*PASSAGE TO READ*:
————
The Problem With Balance in The City That Never Sleeps

Living in NYC is hard. Being deemed 'The City That Never Sleeps' is accurate and enticing for visitors looking for an exciting, once-in-a-lifetime trip. But what about us New Yorkers who live here, who eat, breathe, and sleep this chaos. 

When there is constantly a million options available to us from what to do, where to go, what to eat, and who to see, it can become overwhelming. 

And how do typical New Yorkers deal with the stress? They try to do it all. Here's what a typical 30-something professional's schedule could look like here.

6:30am: Wake up, get ready for the day
7:30am: Out the door to get to work early
8am: Get to work (begin the craze of go-go-go)
1pm: Realize that you didn't eat lunch so scarf down something real quick
7pm: Leave for the gym
7:15pm: 1 hour gym class (pseudo-relaxation time)
8:15pm: Leave the gym to meet friends for drinks and dinner
8:30pm: Drinks and dinner (and already thinking about the next day)
10pm: Dinner winds down
10:30pm: On to the next thing (maybe a date, more friends, something exciting)
12am: Head home because its a work night
1am: Home and needing to do things before work the next day
??am: Squeeze in some sleep

Now, this may not surprise you. This may actually look similar to your schedule whether you live in NYC or not. Think it's healthy? A desirable schedule that allows for maximum use of time?

As a therapist, the major problem I have with this type of schedule is that it's not sustainable and does not allow for any sort of balance.

Perhaps living this way one or two times out of your week could be maintained, but I see this type of schedule with my clients all the time.

They attempt to sustain the constant demands that the city places on them and adopt this hectic schedule due to not knowing any better. Then they eventually reach a breaking point and seek out therapy because something is not working.
————
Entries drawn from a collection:
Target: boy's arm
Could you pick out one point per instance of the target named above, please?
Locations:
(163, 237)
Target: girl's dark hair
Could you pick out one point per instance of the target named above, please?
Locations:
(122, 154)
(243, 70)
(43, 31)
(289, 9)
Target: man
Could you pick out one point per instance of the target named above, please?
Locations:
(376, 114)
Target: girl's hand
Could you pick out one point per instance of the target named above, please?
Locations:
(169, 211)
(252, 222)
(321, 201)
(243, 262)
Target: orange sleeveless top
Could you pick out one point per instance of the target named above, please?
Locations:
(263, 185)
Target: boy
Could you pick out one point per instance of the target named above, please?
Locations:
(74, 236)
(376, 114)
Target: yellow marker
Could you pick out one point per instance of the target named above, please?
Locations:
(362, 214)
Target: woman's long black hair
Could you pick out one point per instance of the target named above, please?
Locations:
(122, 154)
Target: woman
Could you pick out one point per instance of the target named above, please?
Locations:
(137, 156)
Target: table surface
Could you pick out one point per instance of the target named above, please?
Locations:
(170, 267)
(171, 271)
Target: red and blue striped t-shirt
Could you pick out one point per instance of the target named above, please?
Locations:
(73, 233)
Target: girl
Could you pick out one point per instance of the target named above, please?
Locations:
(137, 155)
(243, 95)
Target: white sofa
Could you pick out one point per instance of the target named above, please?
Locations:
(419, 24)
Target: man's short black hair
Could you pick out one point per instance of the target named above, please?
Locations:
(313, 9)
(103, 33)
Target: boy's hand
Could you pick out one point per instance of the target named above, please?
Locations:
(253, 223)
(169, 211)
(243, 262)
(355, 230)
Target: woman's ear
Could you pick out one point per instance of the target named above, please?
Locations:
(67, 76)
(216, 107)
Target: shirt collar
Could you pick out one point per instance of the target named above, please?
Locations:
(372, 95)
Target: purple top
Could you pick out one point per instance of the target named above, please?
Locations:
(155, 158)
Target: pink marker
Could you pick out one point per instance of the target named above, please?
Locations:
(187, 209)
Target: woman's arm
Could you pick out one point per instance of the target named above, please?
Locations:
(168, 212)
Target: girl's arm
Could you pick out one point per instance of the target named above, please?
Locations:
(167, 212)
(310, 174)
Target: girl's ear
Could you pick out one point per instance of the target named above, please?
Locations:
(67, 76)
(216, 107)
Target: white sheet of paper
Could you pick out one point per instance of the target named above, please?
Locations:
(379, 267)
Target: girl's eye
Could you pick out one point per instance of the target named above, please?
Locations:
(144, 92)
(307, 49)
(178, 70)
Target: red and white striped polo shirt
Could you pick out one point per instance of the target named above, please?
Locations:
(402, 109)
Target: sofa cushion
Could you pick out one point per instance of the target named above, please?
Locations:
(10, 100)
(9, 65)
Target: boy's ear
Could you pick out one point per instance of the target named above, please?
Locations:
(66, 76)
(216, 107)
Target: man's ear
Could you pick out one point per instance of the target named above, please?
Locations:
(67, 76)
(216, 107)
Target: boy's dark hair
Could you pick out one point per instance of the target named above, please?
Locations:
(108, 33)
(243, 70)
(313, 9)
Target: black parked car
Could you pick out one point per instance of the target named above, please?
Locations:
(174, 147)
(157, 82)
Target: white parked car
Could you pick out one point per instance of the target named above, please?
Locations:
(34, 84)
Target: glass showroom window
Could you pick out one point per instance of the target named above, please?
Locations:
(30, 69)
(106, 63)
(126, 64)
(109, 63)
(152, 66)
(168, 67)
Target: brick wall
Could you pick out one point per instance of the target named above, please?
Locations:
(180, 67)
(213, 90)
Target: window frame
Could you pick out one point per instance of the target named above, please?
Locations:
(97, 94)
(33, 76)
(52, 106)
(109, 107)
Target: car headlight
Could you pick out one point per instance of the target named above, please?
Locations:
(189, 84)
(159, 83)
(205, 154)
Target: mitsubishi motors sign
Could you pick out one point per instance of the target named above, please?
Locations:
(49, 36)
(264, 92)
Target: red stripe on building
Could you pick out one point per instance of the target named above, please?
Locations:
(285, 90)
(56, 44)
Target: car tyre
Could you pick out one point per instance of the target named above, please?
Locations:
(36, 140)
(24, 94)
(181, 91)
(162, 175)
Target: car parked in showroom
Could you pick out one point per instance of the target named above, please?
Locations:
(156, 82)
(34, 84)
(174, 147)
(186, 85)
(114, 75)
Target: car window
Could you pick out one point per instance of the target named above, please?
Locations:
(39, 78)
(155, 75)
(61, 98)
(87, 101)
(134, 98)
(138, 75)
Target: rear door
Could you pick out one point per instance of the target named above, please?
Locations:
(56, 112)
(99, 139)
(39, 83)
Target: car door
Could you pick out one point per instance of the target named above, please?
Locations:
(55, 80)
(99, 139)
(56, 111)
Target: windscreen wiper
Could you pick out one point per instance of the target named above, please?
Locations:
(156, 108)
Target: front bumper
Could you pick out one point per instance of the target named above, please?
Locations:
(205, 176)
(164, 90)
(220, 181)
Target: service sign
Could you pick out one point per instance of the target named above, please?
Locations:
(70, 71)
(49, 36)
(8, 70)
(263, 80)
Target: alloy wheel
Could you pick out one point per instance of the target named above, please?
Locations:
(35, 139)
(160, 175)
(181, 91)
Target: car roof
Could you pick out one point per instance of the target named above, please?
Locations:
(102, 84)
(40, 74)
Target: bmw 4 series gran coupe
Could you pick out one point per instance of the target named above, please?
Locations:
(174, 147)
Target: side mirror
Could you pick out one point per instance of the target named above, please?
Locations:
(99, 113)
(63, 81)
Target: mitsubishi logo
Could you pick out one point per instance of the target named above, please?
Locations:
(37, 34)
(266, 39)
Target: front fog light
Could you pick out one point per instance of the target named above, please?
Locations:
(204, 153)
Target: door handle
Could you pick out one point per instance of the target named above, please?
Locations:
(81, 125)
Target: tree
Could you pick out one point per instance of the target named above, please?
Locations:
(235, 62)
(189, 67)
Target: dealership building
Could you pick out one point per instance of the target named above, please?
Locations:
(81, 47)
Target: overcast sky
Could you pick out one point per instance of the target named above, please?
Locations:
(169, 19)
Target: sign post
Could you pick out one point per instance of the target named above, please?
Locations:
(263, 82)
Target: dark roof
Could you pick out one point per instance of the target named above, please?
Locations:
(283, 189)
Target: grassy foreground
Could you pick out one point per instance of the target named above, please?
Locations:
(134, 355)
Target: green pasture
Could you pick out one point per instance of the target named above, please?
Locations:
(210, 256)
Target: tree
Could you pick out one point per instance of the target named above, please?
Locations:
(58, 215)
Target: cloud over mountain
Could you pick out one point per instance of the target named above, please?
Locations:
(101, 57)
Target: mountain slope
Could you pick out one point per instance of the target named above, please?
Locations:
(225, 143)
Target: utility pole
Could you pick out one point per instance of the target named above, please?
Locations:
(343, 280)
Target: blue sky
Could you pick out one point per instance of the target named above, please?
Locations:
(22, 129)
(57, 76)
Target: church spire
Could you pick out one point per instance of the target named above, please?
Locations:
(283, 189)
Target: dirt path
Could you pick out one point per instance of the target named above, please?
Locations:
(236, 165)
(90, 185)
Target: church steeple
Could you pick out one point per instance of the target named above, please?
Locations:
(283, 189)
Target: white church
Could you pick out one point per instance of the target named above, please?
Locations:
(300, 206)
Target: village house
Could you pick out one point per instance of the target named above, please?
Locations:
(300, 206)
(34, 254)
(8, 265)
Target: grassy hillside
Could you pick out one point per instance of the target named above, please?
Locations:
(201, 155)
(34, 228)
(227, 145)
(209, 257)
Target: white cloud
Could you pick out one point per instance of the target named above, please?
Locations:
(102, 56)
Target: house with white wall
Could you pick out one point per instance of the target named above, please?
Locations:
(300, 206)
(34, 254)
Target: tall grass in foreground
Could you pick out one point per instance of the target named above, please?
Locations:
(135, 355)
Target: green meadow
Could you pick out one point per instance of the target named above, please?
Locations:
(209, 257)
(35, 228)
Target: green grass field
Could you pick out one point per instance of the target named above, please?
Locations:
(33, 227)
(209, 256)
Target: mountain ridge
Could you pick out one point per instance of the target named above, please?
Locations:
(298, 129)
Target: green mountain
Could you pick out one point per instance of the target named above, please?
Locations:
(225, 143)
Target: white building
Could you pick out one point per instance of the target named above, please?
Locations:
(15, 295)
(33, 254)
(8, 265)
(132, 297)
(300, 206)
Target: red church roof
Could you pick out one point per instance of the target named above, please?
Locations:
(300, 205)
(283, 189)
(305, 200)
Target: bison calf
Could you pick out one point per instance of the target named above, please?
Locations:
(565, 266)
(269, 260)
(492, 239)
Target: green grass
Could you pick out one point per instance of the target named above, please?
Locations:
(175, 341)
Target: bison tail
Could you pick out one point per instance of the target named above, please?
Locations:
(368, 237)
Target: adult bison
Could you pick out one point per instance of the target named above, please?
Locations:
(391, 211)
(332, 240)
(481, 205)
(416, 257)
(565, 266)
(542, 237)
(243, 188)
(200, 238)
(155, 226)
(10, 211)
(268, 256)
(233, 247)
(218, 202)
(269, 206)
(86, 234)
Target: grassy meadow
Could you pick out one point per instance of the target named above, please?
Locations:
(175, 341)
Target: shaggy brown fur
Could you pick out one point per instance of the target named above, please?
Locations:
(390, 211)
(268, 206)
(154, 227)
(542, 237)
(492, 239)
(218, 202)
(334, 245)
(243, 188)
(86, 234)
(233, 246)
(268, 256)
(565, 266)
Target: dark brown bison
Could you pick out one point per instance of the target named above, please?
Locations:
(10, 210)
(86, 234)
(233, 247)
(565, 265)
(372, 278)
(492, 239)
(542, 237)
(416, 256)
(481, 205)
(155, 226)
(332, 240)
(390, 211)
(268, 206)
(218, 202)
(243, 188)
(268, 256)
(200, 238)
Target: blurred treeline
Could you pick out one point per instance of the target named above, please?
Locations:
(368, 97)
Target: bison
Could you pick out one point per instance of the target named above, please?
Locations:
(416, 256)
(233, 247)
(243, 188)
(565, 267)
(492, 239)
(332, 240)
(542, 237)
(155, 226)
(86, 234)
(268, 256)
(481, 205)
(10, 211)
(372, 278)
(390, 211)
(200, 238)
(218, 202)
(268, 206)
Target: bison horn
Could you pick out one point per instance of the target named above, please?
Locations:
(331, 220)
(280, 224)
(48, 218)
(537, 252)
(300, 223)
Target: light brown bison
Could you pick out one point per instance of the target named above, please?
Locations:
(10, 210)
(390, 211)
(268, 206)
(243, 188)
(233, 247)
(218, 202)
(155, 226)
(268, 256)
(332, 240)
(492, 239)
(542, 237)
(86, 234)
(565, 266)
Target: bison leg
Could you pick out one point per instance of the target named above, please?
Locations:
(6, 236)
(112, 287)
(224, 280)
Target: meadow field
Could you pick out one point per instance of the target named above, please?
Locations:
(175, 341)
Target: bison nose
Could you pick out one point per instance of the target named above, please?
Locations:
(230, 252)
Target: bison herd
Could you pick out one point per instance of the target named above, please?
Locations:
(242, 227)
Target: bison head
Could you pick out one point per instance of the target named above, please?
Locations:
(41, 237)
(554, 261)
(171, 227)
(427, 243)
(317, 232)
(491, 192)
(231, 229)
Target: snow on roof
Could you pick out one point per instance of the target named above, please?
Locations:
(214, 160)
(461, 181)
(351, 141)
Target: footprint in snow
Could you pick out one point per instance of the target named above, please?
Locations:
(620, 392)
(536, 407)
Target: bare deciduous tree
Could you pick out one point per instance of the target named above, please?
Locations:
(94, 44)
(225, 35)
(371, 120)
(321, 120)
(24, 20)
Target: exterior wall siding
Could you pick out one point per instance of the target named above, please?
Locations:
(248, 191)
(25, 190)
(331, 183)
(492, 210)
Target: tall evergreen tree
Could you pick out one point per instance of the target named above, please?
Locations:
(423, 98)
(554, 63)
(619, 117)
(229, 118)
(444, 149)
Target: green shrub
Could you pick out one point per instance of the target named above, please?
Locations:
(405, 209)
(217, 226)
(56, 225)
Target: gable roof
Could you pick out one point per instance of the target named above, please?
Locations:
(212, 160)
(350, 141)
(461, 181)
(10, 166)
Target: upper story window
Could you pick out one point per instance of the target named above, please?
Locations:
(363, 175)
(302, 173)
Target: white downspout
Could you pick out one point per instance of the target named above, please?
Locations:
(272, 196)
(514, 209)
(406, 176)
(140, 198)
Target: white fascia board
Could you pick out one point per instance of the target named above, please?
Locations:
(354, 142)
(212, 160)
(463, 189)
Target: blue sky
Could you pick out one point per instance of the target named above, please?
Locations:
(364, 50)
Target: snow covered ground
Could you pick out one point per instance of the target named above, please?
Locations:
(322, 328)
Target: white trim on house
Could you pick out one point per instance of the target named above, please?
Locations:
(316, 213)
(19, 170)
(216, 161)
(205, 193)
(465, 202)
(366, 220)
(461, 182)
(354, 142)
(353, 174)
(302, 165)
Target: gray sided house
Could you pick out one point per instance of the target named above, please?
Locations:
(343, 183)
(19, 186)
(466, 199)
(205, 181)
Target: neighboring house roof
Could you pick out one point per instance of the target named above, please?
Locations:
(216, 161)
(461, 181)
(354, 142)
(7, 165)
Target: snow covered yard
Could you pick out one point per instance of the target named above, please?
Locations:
————
*WHAT TO WORK ON*:
**a)** In the piece on balance in New York City, what are the things that New Yorkers are said to have a million options about? List each one.
**b)** Write the next part of the piece on balance in New York City, starting after its final sentence.

*REPLIES*:
**a)** What to do, where to go, what to eat, and who to see.

**b)**
I know slowing down is the antithesis of what people in NYC live for, but like all good things balance must be invited in for this lifestyle to be livable. 

If you are ready to begin re-evaluating the sustainability of your schedule, here's where you can begin:

  • Consider what you really need to accomplish in the week to feel good
  • Practice saying 'no' to the things that do not add value to your week
  • Allow the extras to be optional if you are feeling up to it  
  • Add at least one thing per week that is just for you and makes you feel good (ideas: walking on your lunch break, reading before bed, a solo-date, cooking food, seeing a friend you don't normally see)
  • Stop yourself from playing the should game (i.e. "I should really be doing more")

Like all good things in life, this might not come easily. Give it a week or two to experiment how it works for you. If you hate it, go back to your old ways. But if it brings you less stress and more peace of mind, stick with it.

Remember, balance is not perfectly 50/50. It could just be one small tweak to make your lifestyle more manageable.